Return a copy of every line in the records that includes the word "vest".
BEGIN
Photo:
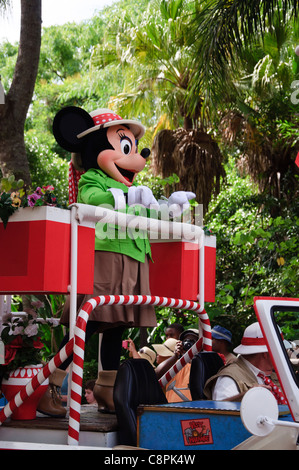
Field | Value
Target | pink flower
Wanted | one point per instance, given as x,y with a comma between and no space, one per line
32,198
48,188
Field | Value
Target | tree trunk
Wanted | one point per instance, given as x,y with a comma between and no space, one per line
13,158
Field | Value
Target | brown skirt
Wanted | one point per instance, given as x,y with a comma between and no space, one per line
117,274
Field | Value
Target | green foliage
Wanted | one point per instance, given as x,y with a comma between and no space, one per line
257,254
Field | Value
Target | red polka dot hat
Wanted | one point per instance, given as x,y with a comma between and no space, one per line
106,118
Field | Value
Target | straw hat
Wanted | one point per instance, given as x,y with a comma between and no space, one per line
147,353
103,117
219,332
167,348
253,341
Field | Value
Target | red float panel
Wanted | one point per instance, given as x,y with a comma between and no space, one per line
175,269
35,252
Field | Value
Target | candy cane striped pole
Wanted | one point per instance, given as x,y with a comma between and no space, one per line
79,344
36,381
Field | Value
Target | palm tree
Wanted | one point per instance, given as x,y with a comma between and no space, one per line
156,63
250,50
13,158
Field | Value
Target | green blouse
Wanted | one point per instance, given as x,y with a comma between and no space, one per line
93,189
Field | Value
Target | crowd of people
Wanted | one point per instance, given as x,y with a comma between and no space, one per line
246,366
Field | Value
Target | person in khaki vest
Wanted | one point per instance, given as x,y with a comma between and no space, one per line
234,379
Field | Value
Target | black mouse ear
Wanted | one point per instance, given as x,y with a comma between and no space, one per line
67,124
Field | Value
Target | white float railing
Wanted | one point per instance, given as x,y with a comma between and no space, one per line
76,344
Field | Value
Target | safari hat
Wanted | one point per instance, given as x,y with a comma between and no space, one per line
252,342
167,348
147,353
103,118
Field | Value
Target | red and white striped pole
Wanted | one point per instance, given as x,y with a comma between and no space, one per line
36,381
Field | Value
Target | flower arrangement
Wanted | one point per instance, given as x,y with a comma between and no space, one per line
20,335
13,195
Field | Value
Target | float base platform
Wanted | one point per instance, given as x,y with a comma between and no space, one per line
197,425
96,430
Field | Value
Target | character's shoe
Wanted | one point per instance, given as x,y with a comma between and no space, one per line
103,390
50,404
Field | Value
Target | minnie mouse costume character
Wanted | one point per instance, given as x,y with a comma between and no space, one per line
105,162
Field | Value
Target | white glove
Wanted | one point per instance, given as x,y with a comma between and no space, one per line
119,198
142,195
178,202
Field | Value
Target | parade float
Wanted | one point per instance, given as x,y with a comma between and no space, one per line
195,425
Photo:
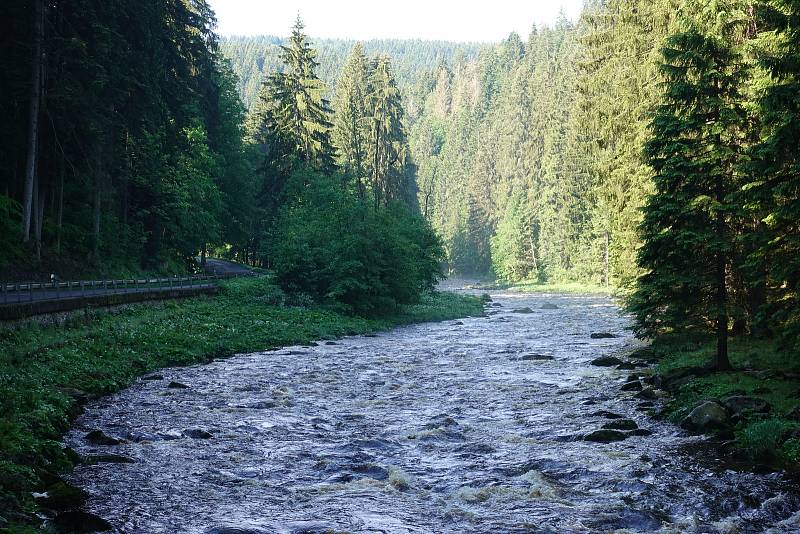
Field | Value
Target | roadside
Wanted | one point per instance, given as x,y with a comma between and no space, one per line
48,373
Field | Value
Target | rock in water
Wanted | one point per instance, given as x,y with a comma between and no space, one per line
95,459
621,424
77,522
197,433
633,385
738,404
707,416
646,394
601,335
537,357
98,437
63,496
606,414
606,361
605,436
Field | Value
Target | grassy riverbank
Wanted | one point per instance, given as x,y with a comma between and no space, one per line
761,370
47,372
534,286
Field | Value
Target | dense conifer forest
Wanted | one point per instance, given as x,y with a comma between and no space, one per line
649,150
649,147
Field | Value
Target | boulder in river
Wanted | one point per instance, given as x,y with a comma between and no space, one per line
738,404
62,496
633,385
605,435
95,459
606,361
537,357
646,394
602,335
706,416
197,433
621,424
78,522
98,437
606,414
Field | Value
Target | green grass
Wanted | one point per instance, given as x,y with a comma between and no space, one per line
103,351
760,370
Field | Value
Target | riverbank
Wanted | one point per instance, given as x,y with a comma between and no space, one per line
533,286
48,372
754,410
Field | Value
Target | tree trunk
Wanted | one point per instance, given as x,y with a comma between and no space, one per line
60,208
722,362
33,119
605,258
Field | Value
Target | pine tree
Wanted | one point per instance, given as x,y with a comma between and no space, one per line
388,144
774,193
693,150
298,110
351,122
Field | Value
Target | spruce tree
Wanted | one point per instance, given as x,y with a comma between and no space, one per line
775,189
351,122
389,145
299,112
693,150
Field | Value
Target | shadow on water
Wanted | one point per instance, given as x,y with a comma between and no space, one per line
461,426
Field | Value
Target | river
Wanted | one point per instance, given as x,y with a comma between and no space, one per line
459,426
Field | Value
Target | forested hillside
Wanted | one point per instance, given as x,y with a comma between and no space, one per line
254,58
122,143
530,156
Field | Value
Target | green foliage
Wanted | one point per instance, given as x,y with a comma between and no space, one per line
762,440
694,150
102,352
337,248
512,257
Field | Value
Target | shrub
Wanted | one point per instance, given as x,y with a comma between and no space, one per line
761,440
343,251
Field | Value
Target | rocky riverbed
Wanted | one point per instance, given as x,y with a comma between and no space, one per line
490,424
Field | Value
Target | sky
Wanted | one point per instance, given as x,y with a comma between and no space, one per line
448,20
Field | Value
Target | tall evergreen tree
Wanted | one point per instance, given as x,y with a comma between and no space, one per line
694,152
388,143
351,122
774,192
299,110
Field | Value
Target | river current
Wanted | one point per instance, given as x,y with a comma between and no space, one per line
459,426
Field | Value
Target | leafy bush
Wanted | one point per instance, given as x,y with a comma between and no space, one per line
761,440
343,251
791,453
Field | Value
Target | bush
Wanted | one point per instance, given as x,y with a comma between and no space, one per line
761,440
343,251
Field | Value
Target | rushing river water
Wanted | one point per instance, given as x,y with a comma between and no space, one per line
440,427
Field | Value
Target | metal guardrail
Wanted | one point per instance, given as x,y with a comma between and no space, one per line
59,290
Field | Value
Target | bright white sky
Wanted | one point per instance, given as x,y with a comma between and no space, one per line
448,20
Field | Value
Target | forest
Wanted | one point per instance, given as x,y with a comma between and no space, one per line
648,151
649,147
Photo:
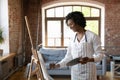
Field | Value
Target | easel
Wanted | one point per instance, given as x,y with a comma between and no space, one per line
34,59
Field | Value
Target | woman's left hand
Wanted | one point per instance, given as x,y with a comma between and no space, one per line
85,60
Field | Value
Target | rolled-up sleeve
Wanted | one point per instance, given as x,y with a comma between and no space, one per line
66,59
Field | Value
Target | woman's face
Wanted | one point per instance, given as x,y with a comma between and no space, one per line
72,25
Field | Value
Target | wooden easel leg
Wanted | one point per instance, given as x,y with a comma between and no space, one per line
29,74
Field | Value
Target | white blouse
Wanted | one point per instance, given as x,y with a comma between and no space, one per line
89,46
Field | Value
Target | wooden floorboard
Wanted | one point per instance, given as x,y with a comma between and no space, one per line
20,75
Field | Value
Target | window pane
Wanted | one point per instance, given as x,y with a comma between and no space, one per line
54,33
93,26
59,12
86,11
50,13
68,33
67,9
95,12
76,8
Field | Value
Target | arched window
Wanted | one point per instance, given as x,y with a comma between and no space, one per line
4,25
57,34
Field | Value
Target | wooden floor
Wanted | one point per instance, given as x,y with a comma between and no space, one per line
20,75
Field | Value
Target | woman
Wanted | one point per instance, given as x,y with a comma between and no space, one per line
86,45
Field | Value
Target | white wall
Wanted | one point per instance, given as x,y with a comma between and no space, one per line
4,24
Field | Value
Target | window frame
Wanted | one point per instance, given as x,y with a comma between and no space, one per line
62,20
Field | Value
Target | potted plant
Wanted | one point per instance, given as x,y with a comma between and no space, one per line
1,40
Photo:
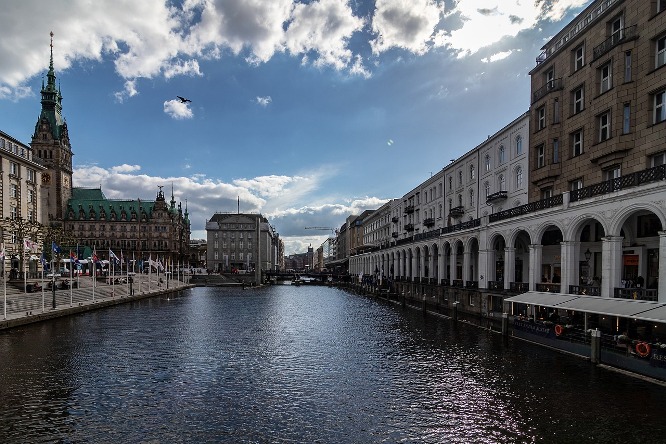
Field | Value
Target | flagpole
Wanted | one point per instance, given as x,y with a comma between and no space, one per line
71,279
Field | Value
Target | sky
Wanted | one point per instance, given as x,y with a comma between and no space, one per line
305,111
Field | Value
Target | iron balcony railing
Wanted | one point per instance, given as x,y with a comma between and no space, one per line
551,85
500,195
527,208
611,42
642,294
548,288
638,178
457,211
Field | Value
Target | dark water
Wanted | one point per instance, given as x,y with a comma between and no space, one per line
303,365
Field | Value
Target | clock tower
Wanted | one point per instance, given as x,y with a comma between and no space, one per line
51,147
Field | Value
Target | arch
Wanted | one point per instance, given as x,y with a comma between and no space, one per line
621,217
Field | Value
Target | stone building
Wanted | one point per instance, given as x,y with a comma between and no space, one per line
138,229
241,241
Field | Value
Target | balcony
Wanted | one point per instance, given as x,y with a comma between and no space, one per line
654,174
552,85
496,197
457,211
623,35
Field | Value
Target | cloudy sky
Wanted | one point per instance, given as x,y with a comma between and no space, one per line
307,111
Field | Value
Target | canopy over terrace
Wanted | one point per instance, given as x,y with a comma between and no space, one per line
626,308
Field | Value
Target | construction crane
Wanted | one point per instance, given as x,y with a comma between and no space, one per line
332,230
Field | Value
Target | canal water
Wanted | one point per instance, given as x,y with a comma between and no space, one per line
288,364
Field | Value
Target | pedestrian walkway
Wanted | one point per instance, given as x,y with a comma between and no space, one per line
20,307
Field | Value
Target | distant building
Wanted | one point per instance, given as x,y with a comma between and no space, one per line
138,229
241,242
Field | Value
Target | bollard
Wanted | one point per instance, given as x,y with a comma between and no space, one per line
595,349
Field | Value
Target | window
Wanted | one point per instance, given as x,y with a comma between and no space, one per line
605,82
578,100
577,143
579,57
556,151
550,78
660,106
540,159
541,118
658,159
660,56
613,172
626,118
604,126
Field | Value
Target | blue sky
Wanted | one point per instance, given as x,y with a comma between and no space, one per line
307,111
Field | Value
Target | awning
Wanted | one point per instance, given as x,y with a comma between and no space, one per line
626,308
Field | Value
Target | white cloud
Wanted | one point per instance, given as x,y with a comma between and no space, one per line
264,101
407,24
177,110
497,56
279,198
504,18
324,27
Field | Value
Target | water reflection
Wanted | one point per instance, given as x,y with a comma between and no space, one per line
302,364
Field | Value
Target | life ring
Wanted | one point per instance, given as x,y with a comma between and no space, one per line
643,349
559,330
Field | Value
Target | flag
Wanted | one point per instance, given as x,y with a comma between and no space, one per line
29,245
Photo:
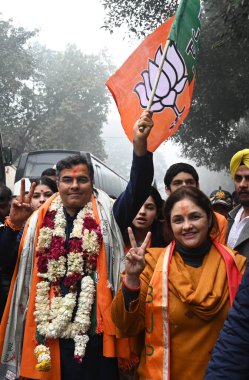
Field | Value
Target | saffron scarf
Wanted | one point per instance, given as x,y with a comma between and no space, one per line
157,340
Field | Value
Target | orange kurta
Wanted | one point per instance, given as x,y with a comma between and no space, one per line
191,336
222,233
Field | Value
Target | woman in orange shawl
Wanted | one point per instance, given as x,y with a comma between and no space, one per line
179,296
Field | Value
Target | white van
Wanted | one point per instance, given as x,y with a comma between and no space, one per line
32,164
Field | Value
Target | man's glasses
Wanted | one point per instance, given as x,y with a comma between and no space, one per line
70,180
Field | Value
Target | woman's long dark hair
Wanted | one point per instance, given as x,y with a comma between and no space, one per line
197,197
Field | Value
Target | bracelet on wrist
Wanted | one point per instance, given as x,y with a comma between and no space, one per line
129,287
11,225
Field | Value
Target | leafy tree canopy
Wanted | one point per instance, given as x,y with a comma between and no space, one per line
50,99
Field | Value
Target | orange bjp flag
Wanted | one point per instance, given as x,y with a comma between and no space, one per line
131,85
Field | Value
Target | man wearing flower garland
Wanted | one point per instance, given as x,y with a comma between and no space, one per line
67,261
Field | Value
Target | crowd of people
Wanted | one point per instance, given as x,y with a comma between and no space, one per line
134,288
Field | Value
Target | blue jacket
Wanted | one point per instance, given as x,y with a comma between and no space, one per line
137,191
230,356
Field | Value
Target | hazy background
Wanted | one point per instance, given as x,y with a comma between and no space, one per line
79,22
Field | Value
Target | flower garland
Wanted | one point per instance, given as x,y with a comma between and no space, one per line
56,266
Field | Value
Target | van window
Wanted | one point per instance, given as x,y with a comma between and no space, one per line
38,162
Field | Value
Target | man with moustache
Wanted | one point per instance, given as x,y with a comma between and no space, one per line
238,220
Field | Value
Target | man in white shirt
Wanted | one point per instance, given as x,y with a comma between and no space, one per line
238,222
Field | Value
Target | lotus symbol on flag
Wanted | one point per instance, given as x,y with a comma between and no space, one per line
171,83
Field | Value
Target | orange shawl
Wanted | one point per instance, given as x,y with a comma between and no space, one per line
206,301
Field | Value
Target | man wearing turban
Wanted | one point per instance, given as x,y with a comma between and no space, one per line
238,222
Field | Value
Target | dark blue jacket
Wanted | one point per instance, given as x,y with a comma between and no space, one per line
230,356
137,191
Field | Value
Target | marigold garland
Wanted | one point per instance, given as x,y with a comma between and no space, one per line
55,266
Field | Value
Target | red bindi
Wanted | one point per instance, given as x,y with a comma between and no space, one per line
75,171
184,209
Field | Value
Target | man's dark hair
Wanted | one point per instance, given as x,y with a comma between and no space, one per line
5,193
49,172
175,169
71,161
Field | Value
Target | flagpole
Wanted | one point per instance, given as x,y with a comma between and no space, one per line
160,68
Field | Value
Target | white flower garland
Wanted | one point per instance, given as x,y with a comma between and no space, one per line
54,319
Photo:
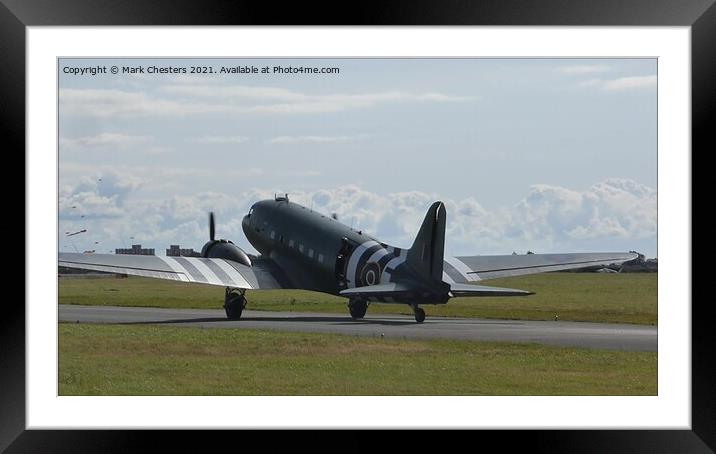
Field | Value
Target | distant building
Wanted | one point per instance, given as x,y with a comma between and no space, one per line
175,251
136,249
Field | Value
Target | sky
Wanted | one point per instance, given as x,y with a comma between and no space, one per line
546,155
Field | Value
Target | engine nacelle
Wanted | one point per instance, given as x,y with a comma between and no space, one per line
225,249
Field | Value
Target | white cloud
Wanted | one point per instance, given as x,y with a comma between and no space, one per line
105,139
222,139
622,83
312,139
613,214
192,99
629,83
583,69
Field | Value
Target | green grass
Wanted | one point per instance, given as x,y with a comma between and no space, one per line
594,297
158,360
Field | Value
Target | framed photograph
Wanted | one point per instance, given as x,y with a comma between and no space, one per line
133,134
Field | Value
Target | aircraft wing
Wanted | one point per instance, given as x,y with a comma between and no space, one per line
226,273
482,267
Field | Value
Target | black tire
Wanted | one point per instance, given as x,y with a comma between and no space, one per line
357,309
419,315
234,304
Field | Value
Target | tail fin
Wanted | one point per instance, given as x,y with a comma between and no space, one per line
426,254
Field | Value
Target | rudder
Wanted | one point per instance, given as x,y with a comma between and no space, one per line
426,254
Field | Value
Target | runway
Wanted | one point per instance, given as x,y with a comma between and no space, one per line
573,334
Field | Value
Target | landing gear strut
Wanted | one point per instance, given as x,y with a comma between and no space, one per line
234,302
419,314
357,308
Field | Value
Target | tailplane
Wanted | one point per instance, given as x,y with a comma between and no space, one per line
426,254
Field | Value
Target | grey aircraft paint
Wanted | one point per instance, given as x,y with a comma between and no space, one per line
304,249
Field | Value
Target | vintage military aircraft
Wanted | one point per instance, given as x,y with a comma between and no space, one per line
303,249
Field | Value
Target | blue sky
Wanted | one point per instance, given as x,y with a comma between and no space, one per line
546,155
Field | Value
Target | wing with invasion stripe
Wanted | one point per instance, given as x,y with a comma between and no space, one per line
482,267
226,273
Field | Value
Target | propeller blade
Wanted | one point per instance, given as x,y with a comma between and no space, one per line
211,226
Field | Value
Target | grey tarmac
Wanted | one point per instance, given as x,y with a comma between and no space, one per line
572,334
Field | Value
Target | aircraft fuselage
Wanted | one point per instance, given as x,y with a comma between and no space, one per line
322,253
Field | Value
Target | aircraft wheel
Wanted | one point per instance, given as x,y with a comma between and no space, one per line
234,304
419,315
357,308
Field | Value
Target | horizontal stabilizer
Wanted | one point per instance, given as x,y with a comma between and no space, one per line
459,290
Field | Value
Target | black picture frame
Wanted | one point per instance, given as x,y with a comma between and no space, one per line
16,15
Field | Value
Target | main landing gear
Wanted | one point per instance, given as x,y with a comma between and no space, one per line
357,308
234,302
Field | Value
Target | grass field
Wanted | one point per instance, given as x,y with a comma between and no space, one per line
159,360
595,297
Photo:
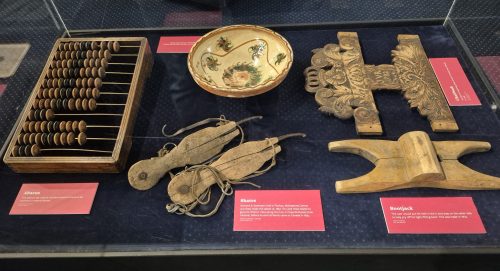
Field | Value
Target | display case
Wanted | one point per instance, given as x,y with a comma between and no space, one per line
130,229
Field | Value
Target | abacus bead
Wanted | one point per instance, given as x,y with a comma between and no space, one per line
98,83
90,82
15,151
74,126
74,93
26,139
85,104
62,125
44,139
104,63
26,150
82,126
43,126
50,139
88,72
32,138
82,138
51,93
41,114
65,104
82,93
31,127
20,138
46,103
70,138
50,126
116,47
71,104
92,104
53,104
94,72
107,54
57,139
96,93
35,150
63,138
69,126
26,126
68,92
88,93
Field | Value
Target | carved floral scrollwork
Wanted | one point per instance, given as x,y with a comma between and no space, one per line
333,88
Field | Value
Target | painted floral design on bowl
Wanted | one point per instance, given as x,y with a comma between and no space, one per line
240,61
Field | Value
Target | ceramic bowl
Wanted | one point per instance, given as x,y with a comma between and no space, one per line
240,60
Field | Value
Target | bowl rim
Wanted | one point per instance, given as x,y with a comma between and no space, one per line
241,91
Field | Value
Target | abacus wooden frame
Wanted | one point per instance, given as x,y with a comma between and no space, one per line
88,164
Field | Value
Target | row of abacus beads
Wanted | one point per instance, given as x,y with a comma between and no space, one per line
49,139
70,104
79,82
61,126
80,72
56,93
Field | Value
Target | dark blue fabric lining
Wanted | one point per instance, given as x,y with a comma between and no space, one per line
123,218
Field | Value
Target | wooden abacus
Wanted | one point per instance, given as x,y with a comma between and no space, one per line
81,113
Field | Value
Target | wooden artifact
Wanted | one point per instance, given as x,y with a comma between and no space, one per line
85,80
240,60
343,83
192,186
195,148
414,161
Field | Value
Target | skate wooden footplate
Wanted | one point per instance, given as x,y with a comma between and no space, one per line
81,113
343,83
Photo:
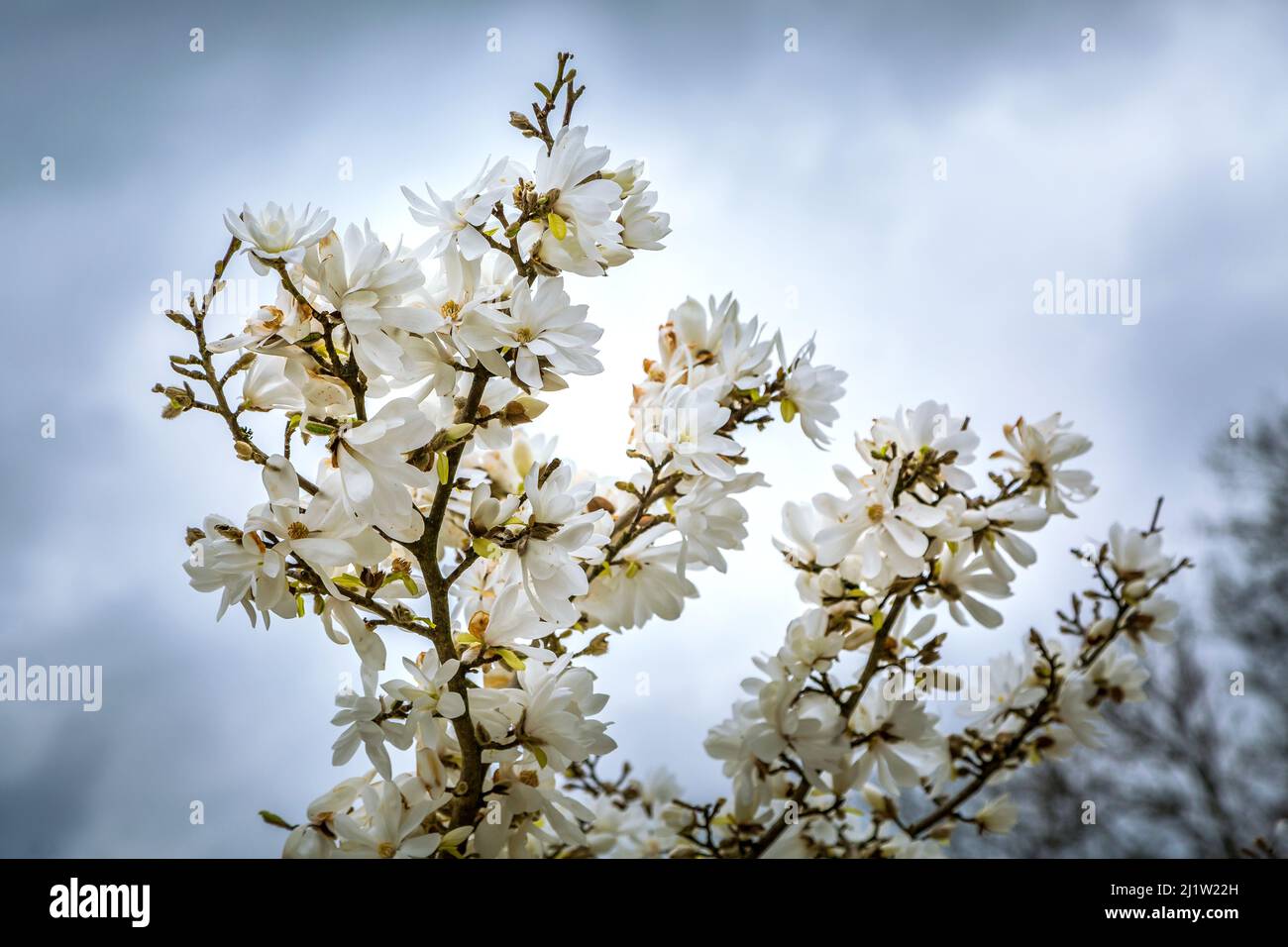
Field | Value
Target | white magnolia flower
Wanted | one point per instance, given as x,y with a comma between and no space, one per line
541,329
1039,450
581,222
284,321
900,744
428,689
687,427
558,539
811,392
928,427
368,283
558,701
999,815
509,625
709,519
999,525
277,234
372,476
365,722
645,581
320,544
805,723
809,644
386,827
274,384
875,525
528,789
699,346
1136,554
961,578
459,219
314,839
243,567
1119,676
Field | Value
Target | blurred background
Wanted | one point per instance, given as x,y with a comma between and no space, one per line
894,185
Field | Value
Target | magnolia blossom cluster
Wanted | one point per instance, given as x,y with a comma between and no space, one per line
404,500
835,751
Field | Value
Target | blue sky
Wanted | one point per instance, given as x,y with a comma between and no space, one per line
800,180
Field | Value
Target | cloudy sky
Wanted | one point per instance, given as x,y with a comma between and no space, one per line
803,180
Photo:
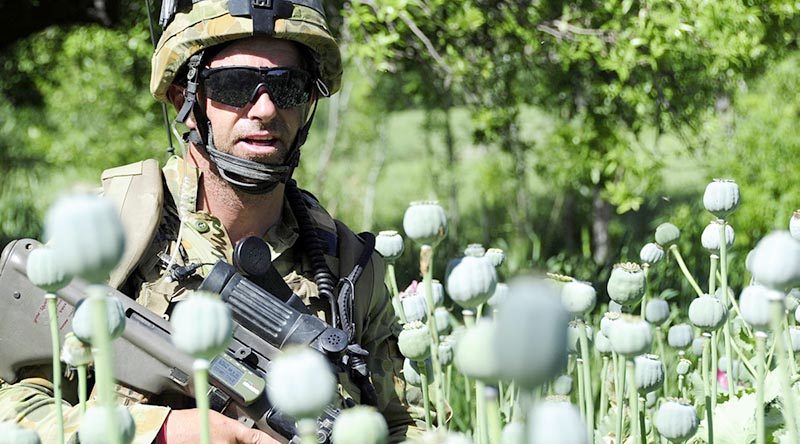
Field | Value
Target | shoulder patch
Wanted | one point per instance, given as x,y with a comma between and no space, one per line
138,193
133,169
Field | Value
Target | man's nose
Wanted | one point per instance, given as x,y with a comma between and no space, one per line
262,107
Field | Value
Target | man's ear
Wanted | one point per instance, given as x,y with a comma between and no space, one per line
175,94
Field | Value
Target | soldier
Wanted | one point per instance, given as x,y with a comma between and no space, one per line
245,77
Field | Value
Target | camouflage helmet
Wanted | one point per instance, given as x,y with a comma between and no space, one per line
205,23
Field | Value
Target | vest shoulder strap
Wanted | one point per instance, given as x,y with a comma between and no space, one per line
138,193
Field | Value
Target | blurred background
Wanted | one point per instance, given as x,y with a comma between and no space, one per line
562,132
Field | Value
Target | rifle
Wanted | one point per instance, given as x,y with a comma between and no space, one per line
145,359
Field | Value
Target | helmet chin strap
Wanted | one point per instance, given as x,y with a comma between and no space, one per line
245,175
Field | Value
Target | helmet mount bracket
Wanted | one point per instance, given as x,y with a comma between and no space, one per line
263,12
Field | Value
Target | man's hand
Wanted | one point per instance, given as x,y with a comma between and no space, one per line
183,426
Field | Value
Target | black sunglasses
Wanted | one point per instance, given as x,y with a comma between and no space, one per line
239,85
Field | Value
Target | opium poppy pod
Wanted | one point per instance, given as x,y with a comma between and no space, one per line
END
§ Reply to the exercise
Target | person in khaki vest
Target | vest shoulder strap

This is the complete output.